** Source records follows **

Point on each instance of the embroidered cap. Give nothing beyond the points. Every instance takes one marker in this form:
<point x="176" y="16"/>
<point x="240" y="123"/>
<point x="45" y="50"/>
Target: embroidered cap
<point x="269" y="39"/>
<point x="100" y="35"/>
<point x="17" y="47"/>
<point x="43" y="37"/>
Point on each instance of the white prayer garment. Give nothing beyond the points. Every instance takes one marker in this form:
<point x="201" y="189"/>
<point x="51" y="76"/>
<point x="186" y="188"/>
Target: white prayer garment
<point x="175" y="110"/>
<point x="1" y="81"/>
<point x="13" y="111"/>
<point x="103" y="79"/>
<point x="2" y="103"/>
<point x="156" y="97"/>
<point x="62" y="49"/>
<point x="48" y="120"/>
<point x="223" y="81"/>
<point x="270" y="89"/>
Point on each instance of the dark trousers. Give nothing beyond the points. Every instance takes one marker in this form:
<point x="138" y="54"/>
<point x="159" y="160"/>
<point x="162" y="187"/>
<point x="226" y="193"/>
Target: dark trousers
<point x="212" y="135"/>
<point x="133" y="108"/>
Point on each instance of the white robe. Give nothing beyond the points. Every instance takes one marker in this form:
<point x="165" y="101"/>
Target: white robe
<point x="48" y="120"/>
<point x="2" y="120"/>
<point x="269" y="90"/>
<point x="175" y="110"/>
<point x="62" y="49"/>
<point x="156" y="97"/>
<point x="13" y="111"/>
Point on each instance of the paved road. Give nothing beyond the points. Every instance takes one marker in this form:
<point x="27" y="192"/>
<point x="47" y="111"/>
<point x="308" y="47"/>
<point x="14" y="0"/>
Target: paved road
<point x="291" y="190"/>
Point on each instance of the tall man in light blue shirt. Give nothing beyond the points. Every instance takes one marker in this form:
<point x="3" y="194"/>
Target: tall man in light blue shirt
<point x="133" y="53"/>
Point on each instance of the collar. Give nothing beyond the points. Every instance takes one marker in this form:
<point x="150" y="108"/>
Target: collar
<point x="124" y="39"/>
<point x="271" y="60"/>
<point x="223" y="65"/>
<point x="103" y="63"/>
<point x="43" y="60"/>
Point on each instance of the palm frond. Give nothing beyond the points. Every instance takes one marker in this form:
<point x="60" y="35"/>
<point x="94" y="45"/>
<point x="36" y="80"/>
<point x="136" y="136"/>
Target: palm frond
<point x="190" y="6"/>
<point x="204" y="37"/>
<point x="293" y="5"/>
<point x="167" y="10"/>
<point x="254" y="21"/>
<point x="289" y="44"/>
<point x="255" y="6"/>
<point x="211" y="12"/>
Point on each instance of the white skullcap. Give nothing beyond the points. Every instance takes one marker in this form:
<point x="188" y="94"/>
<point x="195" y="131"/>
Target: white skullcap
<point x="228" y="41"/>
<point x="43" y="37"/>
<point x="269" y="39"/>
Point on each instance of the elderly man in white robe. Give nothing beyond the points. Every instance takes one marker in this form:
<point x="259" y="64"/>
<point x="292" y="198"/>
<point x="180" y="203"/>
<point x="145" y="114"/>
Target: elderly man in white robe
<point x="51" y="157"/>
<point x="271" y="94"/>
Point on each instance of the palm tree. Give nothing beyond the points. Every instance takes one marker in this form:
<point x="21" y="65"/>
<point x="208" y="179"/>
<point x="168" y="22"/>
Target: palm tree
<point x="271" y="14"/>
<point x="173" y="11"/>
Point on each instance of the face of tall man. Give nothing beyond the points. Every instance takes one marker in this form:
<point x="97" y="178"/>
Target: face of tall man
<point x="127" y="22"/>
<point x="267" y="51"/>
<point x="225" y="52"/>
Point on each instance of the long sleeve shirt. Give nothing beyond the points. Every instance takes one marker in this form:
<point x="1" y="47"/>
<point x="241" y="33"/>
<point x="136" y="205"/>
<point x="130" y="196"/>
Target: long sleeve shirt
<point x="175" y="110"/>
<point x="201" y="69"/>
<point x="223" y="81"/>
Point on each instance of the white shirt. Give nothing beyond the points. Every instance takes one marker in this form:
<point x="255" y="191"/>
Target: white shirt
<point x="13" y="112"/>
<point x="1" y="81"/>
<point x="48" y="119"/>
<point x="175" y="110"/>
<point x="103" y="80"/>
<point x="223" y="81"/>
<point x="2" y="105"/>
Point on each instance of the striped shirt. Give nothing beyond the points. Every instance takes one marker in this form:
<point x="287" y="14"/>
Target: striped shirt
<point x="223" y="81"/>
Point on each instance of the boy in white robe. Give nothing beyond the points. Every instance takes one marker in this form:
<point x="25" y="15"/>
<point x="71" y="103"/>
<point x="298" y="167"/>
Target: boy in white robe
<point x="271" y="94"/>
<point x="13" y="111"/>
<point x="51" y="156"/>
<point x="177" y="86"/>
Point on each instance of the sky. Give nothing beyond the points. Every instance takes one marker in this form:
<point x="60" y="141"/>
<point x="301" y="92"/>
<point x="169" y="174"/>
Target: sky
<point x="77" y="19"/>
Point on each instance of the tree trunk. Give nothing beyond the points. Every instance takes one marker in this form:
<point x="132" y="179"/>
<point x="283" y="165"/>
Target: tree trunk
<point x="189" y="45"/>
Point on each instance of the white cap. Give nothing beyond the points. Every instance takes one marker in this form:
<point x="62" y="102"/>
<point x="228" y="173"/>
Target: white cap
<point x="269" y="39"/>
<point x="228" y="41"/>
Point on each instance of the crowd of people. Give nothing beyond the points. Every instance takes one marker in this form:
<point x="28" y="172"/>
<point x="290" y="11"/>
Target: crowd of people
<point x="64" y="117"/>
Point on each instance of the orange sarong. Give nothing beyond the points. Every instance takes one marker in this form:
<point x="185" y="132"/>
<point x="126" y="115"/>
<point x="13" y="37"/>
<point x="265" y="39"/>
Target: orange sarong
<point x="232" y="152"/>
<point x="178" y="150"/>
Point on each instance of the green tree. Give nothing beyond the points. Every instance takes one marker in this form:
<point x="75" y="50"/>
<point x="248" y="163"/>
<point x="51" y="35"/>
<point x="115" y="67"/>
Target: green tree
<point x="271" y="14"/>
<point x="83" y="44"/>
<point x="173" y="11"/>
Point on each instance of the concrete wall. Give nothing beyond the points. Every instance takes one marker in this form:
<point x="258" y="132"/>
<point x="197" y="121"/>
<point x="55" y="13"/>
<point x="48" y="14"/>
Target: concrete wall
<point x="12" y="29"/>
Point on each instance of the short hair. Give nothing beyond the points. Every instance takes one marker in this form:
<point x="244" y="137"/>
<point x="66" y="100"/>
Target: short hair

** End of Source records **

What is needed: All entries above are to be repeated verbatim, down to the last line.

Response below:
Point on each instance of the embroidered cap. Give nothing beyond the points. Every instance takes one marker in this form:
<point x="176" y="16"/>
<point x="240" y="123"/>
<point x="45" y="50"/>
Target: embroidered cap
<point x="269" y="39"/>
<point x="100" y="35"/>
<point x="17" y="47"/>
<point x="43" y="37"/>
Point on each instance of the white prayer garment. Give nothing beyond the points. Every instance takes one marker in this form:
<point x="201" y="189"/>
<point x="51" y="76"/>
<point x="186" y="188"/>
Target: white prayer garment
<point x="175" y="110"/>
<point x="1" y="81"/>
<point x="13" y="111"/>
<point x="103" y="79"/>
<point x="2" y="103"/>
<point x="156" y="97"/>
<point x="62" y="49"/>
<point x="48" y="120"/>
<point x="223" y="81"/>
<point x="270" y="89"/>
Point on each instance of the dark trousers. Give nothing beyond the points. Every instance takes one marker in this form:
<point x="138" y="54"/>
<point x="159" y="160"/>
<point x="162" y="187"/>
<point x="226" y="193"/>
Target: dark trousers
<point x="212" y="135"/>
<point x="133" y="108"/>
Point on each instance of the white robe. Give nothing beyond the points. Every instance takes one marker in this form:
<point x="165" y="101"/>
Target: white robe
<point x="48" y="120"/>
<point x="2" y="120"/>
<point x="269" y="90"/>
<point x="175" y="110"/>
<point x="62" y="49"/>
<point x="156" y="97"/>
<point x="13" y="111"/>
Point on each instance of the paved road. Give nothing beyond the points. Every instance takes one marker in this form:
<point x="27" y="192"/>
<point x="47" y="111"/>
<point x="308" y="47"/>
<point x="14" y="0"/>
Target: paved road
<point x="291" y="190"/>
Point on each instance of the tall man in light blue shirt. Give nothing beyond the points. Every instance takes one marker in this form:
<point x="3" y="194"/>
Target: tall man in light blue shirt
<point x="133" y="53"/>
Point on each instance of the collar. Give nothing beyond the points. Every instance takes one marker in this form:
<point x="150" y="108"/>
Target: collar
<point x="124" y="39"/>
<point x="271" y="60"/>
<point x="223" y="65"/>
<point x="103" y="63"/>
<point x="43" y="60"/>
Point on each instance of the palm frond. Give nothing beyond the points. Every instance takes one marker in this form:
<point x="60" y="35"/>
<point x="94" y="45"/>
<point x="36" y="80"/>
<point x="136" y="136"/>
Target: palm frond
<point x="190" y="6"/>
<point x="204" y="37"/>
<point x="293" y="5"/>
<point x="167" y="10"/>
<point x="254" y="21"/>
<point x="289" y="44"/>
<point x="255" y="6"/>
<point x="211" y="12"/>
Point on each instance of the white skullcap. Give nothing beyond the points. Every instance takes one marker in this form:
<point x="188" y="94"/>
<point x="195" y="131"/>
Target: white skullcap
<point x="228" y="41"/>
<point x="43" y="37"/>
<point x="269" y="39"/>
Point on each instance of the elderly man in white robe. Give nothing beyond the points. Every instance takes one marker in this form:
<point x="259" y="64"/>
<point x="292" y="198"/>
<point x="180" y="203"/>
<point x="145" y="114"/>
Target: elderly man in white robe
<point x="51" y="157"/>
<point x="271" y="94"/>
Point on each instance of the palm tree. Give nothing beyond the points. Every instance takes one marker in this form:
<point x="21" y="65"/>
<point x="208" y="179"/>
<point x="168" y="22"/>
Target: palm tree
<point x="271" y="14"/>
<point x="173" y="11"/>
Point on each instance of the face of tall man. Give nothing beyond the points. Every instance takes one marker in this form:
<point x="97" y="178"/>
Target: face of tall man
<point x="127" y="22"/>
<point x="267" y="51"/>
<point x="225" y="52"/>
Point on each instance of the long sleeve shirt. Give nothing beyond the points. Every instance takes one marker in this form:
<point x="1" y="47"/>
<point x="241" y="33"/>
<point x="136" y="205"/>
<point x="130" y="196"/>
Target: long sleeve shirt
<point x="175" y="110"/>
<point x="201" y="69"/>
<point x="223" y="81"/>
Point on each instance of the white shirt. Give nothing beyond the points. Every instance takes one marker in this form:
<point x="255" y="191"/>
Target: white shirt
<point x="13" y="112"/>
<point x="1" y="81"/>
<point x="48" y="119"/>
<point x="175" y="110"/>
<point x="103" y="80"/>
<point x="223" y="81"/>
<point x="2" y="105"/>
Point on each instance of the striped shirt. Give nothing beyond the points. Every instance takes one marker in this form:
<point x="287" y="14"/>
Target: striped shirt
<point x="223" y="81"/>
Point on each instance of the boy in white robe. Give nothing beyond the points. Every instance takes one marker in this form:
<point x="25" y="15"/>
<point x="71" y="103"/>
<point x="298" y="167"/>
Target: boy in white robe
<point x="271" y="94"/>
<point x="13" y="111"/>
<point x="51" y="156"/>
<point x="177" y="86"/>
Point on each instance of the sky. Give nothing beyond the points. Every instance takes one marker in this form:
<point x="60" y="141"/>
<point x="301" y="92"/>
<point x="169" y="174"/>
Target: sky
<point x="77" y="19"/>
Point on each instance of the tree trunk. Give nothing beyond the points. Every instance takes one marker in this form:
<point x="132" y="179"/>
<point x="283" y="165"/>
Target: tree trunk
<point x="189" y="45"/>
Point on each instance of the white cap. Give nothing beyond the points. Every instance takes one marker in this form:
<point x="62" y="102"/>
<point x="228" y="173"/>
Target: white cap
<point x="269" y="39"/>
<point x="228" y="41"/>
Point on each instance of the crowd of people. Give nothing beyond the points. Every instance takes one marker in this form:
<point x="28" y="172"/>
<point x="290" y="11"/>
Target: crowd of people
<point x="64" y="117"/>
Point on each instance of the orange sarong. Give nothing beyond the points. Every instance takes one marker in this form:
<point x="185" y="132"/>
<point x="126" y="115"/>
<point x="13" y="37"/>
<point x="265" y="39"/>
Target: orange sarong
<point x="232" y="152"/>
<point x="178" y="150"/>
Point on each instance of the green tree. Give nothing beyond the points. Every instance takes one marker in this form:
<point x="75" y="50"/>
<point x="248" y="163"/>
<point x="51" y="35"/>
<point x="115" y="67"/>
Target: green tree
<point x="271" y="14"/>
<point x="83" y="44"/>
<point x="173" y="11"/>
Point on each instance of the concrete wall. Give nothing beyond the points. Every instance takes one marker in this form:
<point x="258" y="132"/>
<point x="197" y="121"/>
<point x="55" y="13"/>
<point x="48" y="14"/>
Target: concrete wall
<point x="12" y="29"/>
Point on each instance of the short hair. Give nothing beyond the points. Every instance takes one marker in this form:
<point x="244" y="137"/>
<point x="66" y="100"/>
Target: short hair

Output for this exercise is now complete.